Tekst
______________________________

Het lijkt erop dat de pensioengerechtigden van het ABP – en andere pensioenfondsen- zijn vastgezet in de virtuele realiteit van De Nederlandse Bank. De dekkingsgraad is beneden 100% gezakt en dat betekent dat het ABP niet in staat zou zijn om op de lange termijn aan zijn pensioenverplichtingen te kunnen voldoen. Die rekenrente is laag, niet meer dan 1,6% en daalt waarschijnlijk nog verder. In dit artikel licht ik toe dat de werkelijkheid totaal anders is en dat er geen sprake is van een tekort, integendeel er is een enorm overschot. Begrippen zoals dekkingsgraad en rekenrente lijken te zijn opgevoerd om ons af te leiden van de feiten met betrekking tot aanvullende pensioenen.
De dekking die het ABP heeft om aan de toekomstige verplichtingen te kunnen voldoen, wordt berekend op basis van de gerealiseerde belegde reserve. Deze reserve neemt toe omdat er rendement wordt behaald. In 2014 bedroeg het netto rendement € 43,8 miljard en de netto belegde reserve was eind 2014 € 347 miljard. Als er een rendement zou zijn behaald dat gelijk is aan de rekenrente, dan zou het slechts € 5,5 miljard zijn geweest, dus € 38,3 miljard minder. Omdat het werkelijke rendement van het ABP aanzienlijk hoger ligt dan het virtuele rendement wordt het gat tussen de feitelijke en de virtuele reserve steeds groter. Als er bijvoorbeeld op 1 januari 1986 een bedrag met een tegenwaarde van 1.000 euro zou zijn gestort voor een pensioen dat op 1 januari 2016 ingaat, dan zou er op basis van de toepassing van een rekenrente van 1,6% op 1 januari 2016 virtueel een pensioenvermogen van € 1.610 beschikbaar zijn gekomen. De werkelijke groei is echter niet 1,6% maar 4%, het pensioenvermogen bedraagt daardoor € 3.243. Twee keer zo veel, dus. De pensioengerechtigde krijgt echter een uitkering gebaseerd op € 1.610 opgebouwd pensioenvermogen. De vraag luidt: wat doet het pensioenfonds met het vermogen van € 1.633 dat er wel is, maar niet aan de pensioengerechtigde wordt uitgekeerd?

______________________________

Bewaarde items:
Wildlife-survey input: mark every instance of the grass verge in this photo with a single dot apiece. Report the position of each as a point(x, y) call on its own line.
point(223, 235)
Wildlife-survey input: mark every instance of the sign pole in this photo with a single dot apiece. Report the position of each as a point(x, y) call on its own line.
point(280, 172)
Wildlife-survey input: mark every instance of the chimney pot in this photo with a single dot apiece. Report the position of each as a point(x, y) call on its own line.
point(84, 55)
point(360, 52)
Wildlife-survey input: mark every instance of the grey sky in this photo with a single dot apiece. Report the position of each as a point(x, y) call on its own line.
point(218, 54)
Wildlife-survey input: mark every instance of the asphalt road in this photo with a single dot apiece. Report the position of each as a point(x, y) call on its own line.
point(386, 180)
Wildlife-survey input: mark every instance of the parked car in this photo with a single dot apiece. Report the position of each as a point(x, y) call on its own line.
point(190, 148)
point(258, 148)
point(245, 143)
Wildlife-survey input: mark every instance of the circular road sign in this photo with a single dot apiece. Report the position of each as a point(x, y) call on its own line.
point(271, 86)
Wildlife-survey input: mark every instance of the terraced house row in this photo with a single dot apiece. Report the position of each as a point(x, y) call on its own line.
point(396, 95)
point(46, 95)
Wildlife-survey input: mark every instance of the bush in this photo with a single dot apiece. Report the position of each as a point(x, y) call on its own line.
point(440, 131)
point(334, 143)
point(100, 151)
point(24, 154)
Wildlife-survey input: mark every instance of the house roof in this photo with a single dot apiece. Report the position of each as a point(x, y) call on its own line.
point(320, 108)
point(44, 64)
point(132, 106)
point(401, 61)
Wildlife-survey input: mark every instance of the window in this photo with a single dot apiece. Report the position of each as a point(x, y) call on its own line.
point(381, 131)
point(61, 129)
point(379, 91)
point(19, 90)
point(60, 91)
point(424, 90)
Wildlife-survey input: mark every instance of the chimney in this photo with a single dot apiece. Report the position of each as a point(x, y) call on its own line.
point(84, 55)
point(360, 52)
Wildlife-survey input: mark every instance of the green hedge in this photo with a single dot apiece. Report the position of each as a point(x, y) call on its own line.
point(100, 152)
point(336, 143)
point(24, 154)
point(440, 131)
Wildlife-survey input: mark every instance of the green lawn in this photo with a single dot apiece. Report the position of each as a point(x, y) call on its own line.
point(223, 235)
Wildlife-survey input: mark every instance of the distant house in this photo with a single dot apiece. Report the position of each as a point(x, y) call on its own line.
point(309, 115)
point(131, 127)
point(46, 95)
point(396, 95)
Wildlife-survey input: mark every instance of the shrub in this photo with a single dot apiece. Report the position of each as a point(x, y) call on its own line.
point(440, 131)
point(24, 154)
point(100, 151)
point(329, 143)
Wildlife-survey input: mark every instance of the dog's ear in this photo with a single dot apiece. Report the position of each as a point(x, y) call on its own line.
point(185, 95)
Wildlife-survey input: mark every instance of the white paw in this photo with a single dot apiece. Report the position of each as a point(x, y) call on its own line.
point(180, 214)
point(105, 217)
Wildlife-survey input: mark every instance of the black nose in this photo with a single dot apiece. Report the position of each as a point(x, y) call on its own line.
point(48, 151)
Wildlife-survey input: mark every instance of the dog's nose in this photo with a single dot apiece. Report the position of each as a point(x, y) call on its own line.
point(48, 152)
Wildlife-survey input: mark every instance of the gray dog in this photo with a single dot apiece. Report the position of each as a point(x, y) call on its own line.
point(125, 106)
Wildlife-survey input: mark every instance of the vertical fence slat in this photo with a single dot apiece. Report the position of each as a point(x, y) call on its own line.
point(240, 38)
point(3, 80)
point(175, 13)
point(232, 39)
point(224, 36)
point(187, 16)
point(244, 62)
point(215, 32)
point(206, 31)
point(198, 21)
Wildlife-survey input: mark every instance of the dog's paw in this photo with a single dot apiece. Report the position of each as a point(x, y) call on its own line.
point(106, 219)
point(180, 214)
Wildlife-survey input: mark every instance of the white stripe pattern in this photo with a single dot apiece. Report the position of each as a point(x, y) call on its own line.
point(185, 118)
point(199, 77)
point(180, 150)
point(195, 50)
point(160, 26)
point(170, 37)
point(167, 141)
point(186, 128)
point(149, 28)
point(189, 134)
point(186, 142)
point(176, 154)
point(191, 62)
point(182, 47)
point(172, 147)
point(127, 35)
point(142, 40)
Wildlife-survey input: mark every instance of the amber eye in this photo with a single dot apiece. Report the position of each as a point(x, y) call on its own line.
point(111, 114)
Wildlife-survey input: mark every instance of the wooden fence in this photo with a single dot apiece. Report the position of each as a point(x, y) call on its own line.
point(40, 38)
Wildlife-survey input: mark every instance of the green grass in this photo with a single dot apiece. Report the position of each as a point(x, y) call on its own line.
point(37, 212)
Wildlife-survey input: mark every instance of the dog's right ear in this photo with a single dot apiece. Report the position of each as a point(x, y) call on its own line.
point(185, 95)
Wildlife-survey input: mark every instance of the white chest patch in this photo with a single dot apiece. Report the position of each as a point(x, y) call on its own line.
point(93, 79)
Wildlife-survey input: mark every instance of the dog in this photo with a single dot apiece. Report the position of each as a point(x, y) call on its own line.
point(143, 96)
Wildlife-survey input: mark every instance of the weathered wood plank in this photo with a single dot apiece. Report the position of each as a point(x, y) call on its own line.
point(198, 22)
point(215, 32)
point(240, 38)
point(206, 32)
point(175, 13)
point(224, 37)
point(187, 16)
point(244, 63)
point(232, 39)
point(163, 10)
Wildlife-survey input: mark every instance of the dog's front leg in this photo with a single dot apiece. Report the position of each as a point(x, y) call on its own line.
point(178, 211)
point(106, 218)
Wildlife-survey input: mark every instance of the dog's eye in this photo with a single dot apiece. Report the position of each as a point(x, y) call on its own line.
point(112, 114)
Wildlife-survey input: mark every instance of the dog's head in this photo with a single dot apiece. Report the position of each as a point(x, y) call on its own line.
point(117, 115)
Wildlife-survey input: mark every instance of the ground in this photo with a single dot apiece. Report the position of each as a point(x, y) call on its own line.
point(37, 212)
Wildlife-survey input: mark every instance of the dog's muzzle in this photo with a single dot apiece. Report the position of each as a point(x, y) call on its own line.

______________________________

Opdrachten
[a] Beantwoord deze vragen over de tekst over de ABP-pensioenen:
(i) Hoe hoog is de rekenrente?
(ii) Hoeveel bedroeg het netto rendement van het ABP in 2014?
(iii) Welk percentage geeft de tekst voor de werkelijke groei?
[b] Schrijf uit de tekst over de ABP-pensioenen het stuk over dat begint met de woorden "Het lijkt erop" en eindigt met "tot aanvullende pensioenen.".
Het materiaal heeft niets met de tekst te maken.

Volledige antwoorden
[a]
(i) Niet meer dan 1,6%.
(ii) € 43,8 miljard.
(iii) 4%.

[b]
Het lijkt erop dat de pensioengerechtigden van het ABP – en andere pensioenfondsen- zijn vastgezet in de virtuele realiteit van De Nederlandse Bank. De dekkingsgraad is beneden 100% gezakt en dat betekent dat het ABP niet in staat zou zijn om op de lange termijn aan zijn pensioenverplichtingen te kunnen voldoen. Die rekenrente is laag, niet meer dan 1,6% en daalt waarschijnlijk nog verder. In dit artikel licht ik toe dat de werkelijkheid totaal anders is en dat er geen sprake is van een tekort, integendeel er is een enorm overschot. Begrippen zoals dekkingsgraad en rekenrente lijken te zijn opgevoerd om ons af te leiden van de feiten met betrekking tot aanvullende pensioenen.